■ Text segment
= = = =
Not a Fuel Slick! …

A few years ago I was walking along the nature trail that runs south of Finch Drive towards the Adventure Centre. As I crossed over a small stream bed I noticed an intensely-coloured iridescent sheen that looked very much like a petrochemical slick. When I touched the surface of the standing water, the slick broke up but did not quickly re-form as gasoline might do. It was not slippery to the touch as oil might be, and it had an herbal smell rather than the kind of smell I associate with fossil fuels. Another odd clue was a layer of rusty-brown sludge on the bottom and banks of the stream.

iNaturalist to the rescue! I posted some photos that prompted some interesting comments and suggestions from scientists and citizen scientists in California, Iowa, and Virginia, as well as from Squamish. The conversation developed along these lines:

  • “It’s common to find what looks like oil on the surface of still water: this can be associated with rotting vegetation.”
  • “Our soil around Squamish is known to be rich in iron.”
  • The rusty sludge (referred to as “flox” or “floc”) is “thought to be caused by bacteria that gets its energy by oxidizing dissolved iron.”
  • “The oily sheen stuff is distinctly different from the iron flox.  The iron flox emissions (rusty, reddish brown, semi-solid plumes) result from a process in watersheds with higher iron content at or below surface. As water moves through the water table, areas with higher iron concentrations and other ‘right’ geological conditions will produce the flox. The ‘oil slick’ and the flox can occur simultaneously, but if they do, it is for different reasons.”
  • “The red flox and the oily sheen are quite possibly produced by two different organisms: we can certainly say that the “oil” is a byproduct of methane formation by anaerobic bacteria (it seems to be a gelatinous precipitate of iron-hydroxide), while the red “floc” is the iron bacteria gatekeeper between the deoxygenated, iron-rich water rising up from the swamp and the atmosphere…or oxygen being contributed by the adjacent plants.”
  • “I’ve never seen the oil without some degree of the floc, but I’ve seen the floc without the oil so I’ve just assumed that the bacteria producing the floc also sometimes produce the oil. That may not be correct, however.”
  • The final thoughts came from a biogeochemist  who noted that: “These types of oily-looking films have been reported in the literature as forming in association with anoxic and ferrous iron-bearing groundwater. … It may be indicative of a genus called Leptothrix, which are Fe2+ and Mn2+ oxidizing bacteria. This genus is in the phylum Beta Proteobacteria, as are many of the neutrophilic (neutral pH-loving) iron-oxidizing bacteria. …  As with most bacteria, taxonomic assignment is impossible without 16S rRNA sequencing, although many of the “iron bacteria” have characteristic morphologies that can be identified with light microscopy.”

To summarize: we’re unlikely to be able to identify the organism that causes this oily-looking slick, but we’ve had fun wondering.  By the way, that slick is persistent in the area just south of Finch Drive, so if you’re curious, have a look.
= = = =
■ Data for analysis
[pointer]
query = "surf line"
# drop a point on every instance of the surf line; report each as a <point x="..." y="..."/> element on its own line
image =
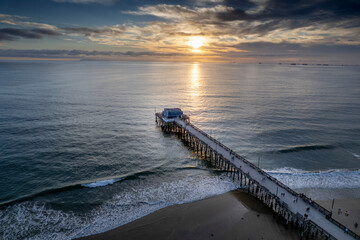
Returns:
<point x="297" y="209"/>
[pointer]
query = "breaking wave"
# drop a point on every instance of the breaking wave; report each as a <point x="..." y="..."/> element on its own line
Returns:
<point x="305" y="148"/>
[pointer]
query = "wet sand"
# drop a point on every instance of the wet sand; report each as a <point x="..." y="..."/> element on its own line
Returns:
<point x="233" y="215"/>
<point x="352" y="206"/>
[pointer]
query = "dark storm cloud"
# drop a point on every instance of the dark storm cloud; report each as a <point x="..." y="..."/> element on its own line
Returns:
<point x="296" y="9"/>
<point x="11" y="34"/>
<point x="94" y="31"/>
<point x="45" y="53"/>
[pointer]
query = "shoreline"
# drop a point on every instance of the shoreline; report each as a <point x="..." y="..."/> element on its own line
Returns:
<point x="232" y="215"/>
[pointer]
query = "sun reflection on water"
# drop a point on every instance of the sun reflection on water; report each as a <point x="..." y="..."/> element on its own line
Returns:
<point x="195" y="89"/>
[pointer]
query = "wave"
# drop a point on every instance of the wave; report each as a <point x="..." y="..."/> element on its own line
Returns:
<point x="89" y="184"/>
<point x="304" y="148"/>
<point x="35" y="220"/>
<point x="102" y="183"/>
<point x="356" y="155"/>
<point x="329" y="179"/>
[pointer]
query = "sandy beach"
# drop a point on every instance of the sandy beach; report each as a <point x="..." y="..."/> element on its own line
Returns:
<point x="233" y="215"/>
<point x="351" y="206"/>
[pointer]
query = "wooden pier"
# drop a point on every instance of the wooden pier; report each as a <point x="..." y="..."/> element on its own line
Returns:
<point x="296" y="210"/>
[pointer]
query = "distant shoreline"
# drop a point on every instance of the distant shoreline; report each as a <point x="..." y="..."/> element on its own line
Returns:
<point x="226" y="216"/>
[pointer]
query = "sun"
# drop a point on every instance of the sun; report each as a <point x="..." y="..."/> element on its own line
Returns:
<point x="196" y="42"/>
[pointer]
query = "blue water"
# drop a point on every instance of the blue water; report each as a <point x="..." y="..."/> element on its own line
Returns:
<point x="80" y="152"/>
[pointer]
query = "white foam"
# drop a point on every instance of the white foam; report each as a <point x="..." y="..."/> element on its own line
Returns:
<point x="329" y="179"/>
<point x="102" y="183"/>
<point x="137" y="202"/>
<point x="32" y="220"/>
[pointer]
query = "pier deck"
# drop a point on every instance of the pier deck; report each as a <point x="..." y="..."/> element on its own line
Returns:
<point x="316" y="214"/>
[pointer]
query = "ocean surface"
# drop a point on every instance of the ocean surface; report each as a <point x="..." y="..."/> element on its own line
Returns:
<point x="80" y="152"/>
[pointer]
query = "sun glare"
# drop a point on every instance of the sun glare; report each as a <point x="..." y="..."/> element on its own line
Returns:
<point x="195" y="42"/>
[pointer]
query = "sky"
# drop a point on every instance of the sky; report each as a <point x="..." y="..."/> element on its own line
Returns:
<point x="268" y="31"/>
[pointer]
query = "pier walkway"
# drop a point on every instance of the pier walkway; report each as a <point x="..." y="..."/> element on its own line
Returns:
<point x="314" y="219"/>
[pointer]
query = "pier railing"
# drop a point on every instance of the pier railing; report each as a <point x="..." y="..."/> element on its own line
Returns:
<point x="168" y="125"/>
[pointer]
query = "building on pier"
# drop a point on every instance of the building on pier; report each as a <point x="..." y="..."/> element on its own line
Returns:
<point x="317" y="224"/>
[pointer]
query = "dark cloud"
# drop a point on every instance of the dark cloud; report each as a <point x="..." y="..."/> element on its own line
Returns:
<point x="11" y="34"/>
<point x="95" y="31"/>
<point x="296" y="9"/>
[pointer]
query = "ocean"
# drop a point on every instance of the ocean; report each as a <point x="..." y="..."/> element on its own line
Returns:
<point x="80" y="152"/>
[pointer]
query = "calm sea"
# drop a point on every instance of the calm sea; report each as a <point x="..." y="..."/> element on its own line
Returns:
<point x="80" y="152"/>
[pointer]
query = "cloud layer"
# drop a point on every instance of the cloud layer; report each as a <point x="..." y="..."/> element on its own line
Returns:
<point x="228" y="28"/>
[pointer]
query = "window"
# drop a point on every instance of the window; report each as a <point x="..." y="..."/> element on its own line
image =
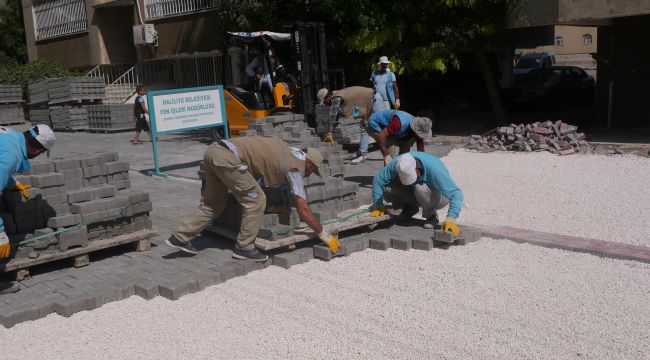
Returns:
<point x="158" y="9"/>
<point x="55" y="18"/>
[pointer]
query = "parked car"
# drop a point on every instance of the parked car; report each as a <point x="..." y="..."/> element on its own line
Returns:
<point x="532" y="61"/>
<point x="552" y="88"/>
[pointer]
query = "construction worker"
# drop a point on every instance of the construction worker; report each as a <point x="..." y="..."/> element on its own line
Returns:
<point x="352" y="102"/>
<point x="399" y="128"/>
<point x="385" y="84"/>
<point x="242" y="166"/>
<point x="415" y="180"/>
<point x="15" y="151"/>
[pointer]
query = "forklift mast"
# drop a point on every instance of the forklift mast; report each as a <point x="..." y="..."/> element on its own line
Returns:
<point x="310" y="53"/>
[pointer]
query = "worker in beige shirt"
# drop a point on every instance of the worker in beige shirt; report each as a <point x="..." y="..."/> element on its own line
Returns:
<point x="234" y="166"/>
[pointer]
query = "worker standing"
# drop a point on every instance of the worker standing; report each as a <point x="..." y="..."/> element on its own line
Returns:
<point x="352" y="102"/>
<point x="242" y="166"/>
<point x="385" y="84"/>
<point x="15" y="151"/>
<point x="415" y="180"/>
<point x="399" y="128"/>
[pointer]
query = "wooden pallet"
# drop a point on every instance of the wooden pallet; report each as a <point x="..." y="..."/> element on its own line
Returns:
<point x="301" y="235"/>
<point x="141" y="241"/>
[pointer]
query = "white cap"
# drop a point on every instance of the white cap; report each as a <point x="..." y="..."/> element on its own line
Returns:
<point x="44" y="135"/>
<point x="321" y="95"/>
<point x="406" y="169"/>
<point x="383" y="60"/>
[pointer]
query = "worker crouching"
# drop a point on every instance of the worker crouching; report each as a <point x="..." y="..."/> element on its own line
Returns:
<point x="242" y="166"/>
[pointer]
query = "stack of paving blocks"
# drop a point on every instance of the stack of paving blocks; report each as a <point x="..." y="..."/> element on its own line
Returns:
<point x="88" y="195"/>
<point x="110" y="117"/>
<point x="555" y="137"/>
<point x="12" y="109"/>
<point x="68" y="118"/>
<point x="348" y="131"/>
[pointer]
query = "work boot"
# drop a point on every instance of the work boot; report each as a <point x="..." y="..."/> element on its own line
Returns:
<point x="9" y="288"/>
<point x="432" y="222"/>
<point x="360" y="157"/>
<point x="253" y="254"/>
<point x="408" y="211"/>
<point x="185" y="247"/>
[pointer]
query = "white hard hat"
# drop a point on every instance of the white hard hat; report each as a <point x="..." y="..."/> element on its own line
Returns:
<point x="44" y="135"/>
<point x="383" y="60"/>
<point x="321" y="95"/>
<point x="406" y="169"/>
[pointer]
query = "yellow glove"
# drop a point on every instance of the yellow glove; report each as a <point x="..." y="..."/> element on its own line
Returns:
<point x="328" y="138"/>
<point x="5" y="248"/>
<point x="378" y="211"/>
<point x="330" y="240"/>
<point x="22" y="188"/>
<point x="450" y="225"/>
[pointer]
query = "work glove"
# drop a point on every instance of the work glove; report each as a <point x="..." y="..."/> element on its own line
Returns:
<point x="449" y="225"/>
<point x="330" y="240"/>
<point x="328" y="138"/>
<point x="378" y="211"/>
<point x="22" y="188"/>
<point x="387" y="159"/>
<point x="5" y="248"/>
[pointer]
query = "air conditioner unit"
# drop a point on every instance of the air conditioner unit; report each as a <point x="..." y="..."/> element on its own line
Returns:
<point x="145" y="35"/>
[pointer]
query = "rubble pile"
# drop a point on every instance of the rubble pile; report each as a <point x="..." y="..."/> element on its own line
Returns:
<point x="555" y="137"/>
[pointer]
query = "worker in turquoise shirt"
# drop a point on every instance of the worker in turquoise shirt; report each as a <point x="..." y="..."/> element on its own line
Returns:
<point x="398" y="128"/>
<point x="415" y="180"/>
<point x="15" y="151"/>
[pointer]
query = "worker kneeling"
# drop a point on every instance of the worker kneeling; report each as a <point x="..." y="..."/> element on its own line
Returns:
<point x="415" y="180"/>
<point x="234" y="166"/>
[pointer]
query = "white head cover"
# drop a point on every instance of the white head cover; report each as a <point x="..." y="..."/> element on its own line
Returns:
<point x="321" y="95"/>
<point x="406" y="169"/>
<point x="43" y="135"/>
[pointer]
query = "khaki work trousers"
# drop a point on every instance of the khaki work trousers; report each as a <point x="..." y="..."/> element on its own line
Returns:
<point x="420" y="195"/>
<point x="224" y="171"/>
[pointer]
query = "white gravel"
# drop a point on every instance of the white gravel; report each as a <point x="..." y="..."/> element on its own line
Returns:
<point x="491" y="299"/>
<point x="600" y="197"/>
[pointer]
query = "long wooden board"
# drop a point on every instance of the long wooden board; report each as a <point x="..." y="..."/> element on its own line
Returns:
<point x="92" y="247"/>
<point x="265" y="245"/>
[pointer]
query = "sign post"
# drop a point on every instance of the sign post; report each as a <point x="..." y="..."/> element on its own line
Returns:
<point x="172" y="111"/>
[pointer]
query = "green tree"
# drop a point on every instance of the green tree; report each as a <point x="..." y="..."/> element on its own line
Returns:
<point x="12" y="34"/>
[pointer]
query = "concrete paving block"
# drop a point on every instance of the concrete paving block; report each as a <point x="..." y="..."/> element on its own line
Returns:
<point x="64" y="221"/>
<point x="380" y="244"/>
<point x="288" y="259"/>
<point x="230" y="270"/>
<point x="15" y="314"/>
<point x="73" y="238"/>
<point x="401" y="244"/>
<point x="423" y="244"/>
<point x="47" y="180"/>
<point x="62" y="165"/>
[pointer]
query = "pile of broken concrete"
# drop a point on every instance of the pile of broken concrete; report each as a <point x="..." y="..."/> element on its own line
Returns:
<point x="555" y="137"/>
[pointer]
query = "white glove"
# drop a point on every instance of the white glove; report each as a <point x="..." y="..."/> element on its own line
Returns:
<point x="5" y="248"/>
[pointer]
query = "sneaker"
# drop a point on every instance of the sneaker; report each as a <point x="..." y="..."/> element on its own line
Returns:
<point x="431" y="222"/>
<point x="253" y="254"/>
<point x="408" y="211"/>
<point x="175" y="243"/>
<point x="357" y="160"/>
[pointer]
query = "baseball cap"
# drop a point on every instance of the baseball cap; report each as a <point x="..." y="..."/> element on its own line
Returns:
<point x="421" y="126"/>
<point x="406" y="169"/>
<point x="44" y="135"/>
<point x="321" y="95"/>
<point x="317" y="158"/>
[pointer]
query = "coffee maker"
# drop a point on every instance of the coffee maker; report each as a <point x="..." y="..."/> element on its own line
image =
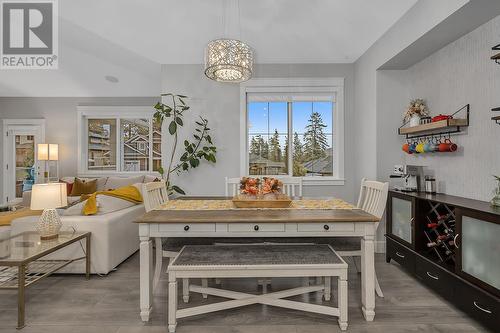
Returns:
<point x="411" y="176"/>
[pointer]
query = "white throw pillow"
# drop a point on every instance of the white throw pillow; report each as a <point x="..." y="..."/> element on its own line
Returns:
<point x="116" y="182"/>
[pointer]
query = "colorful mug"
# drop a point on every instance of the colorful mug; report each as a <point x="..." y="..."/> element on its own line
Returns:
<point x="447" y="146"/>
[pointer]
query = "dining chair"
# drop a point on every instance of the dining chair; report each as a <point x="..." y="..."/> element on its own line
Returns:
<point x="154" y="195"/>
<point x="292" y="186"/>
<point x="372" y="199"/>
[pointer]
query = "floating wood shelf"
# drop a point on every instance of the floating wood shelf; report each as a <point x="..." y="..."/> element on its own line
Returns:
<point x="437" y="128"/>
<point x="445" y="125"/>
<point x="496" y="57"/>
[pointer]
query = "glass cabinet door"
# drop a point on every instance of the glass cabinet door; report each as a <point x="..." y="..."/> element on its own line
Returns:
<point x="402" y="216"/>
<point x="480" y="249"/>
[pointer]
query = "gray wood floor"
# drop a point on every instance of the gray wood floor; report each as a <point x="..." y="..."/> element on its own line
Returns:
<point x="66" y="303"/>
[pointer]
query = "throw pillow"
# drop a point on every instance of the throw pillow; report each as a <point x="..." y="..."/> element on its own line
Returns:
<point x="69" y="186"/>
<point x="81" y="186"/>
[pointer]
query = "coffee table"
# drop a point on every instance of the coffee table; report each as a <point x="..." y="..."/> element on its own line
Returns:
<point x="23" y="262"/>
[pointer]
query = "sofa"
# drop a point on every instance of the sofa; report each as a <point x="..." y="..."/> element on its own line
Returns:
<point x="114" y="234"/>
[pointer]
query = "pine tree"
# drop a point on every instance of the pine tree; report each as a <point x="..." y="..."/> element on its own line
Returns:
<point x="298" y="152"/>
<point x="274" y="147"/>
<point x="316" y="142"/>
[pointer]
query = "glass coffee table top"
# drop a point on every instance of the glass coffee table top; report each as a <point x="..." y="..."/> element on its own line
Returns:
<point x="28" y="246"/>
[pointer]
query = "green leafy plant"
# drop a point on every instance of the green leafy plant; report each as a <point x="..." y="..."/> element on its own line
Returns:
<point x="201" y="147"/>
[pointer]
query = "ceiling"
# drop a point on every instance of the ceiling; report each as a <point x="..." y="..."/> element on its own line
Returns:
<point x="280" y="31"/>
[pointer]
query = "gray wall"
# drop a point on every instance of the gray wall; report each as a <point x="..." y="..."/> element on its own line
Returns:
<point x="462" y="73"/>
<point x="219" y="103"/>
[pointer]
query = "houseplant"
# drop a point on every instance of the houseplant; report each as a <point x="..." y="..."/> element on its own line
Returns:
<point x="416" y="109"/>
<point x="201" y="146"/>
<point x="496" y="199"/>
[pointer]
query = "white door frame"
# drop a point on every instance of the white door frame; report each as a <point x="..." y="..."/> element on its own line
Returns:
<point x="10" y="127"/>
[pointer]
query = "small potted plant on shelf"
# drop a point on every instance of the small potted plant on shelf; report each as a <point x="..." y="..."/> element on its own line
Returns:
<point x="416" y="110"/>
<point x="496" y="199"/>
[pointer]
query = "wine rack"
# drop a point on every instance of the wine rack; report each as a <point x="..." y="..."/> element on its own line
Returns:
<point x="440" y="233"/>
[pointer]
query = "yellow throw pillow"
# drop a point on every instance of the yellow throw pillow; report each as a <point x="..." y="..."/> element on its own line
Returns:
<point x="81" y="186"/>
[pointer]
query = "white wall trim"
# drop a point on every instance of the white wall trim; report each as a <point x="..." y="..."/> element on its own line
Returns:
<point x="334" y="85"/>
<point x="8" y="124"/>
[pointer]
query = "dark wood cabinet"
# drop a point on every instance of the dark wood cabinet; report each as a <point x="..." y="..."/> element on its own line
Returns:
<point x="467" y="270"/>
<point x="401" y="214"/>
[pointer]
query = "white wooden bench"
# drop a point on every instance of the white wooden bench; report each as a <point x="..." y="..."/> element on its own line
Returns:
<point x="254" y="261"/>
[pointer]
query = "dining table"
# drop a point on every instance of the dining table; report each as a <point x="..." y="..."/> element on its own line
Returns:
<point x="217" y="217"/>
= = = =
■ Prompt 1
Summarize the article about the oily-looking stream sheen in two sentences.
■ Prompt 2
From the article about the oily-looking stream sheen, extract the passage starting with "Not a Fuel Slick!" and going on through "of the stream.".

■ Reply 1
While walking a nature trail south of Finch Drive, the writer found an iridescent sheen on a small stream that resembled a fuel slick but neither behaved nor smelled like one, along with rusty-brown sludge on the bottom and banks. Comments on photos posted to iNaturalist attributed the sludge to bacteria that oxidize dissolved iron and tied the sheen to bacterial activity in oxygen-poor, iron-bearing water, possibly involving the genus Leptothrix, though the writer concludes that the organism is unlikely to be identified.

■ Reply 2
Not a Fuel Slick! …

A few years ago I was walking along the nature trail that runs south of Finch Drive towards the Adventure Centre. As I crossed over a small stream bed I noticed an intensely-coloured iridescent sheen that looked very much like a petrochemical slick. When I touched the surface of the standing water, the slick broke up but did not quickly re-form as gasoline might do. It was not slippery to the touch as oil might be, and it had an herbal smell rather than the kind of smell I associate with fossil fuels. Another odd clue was a layer of rusty-brown sludge on the bottom and banks of the stream.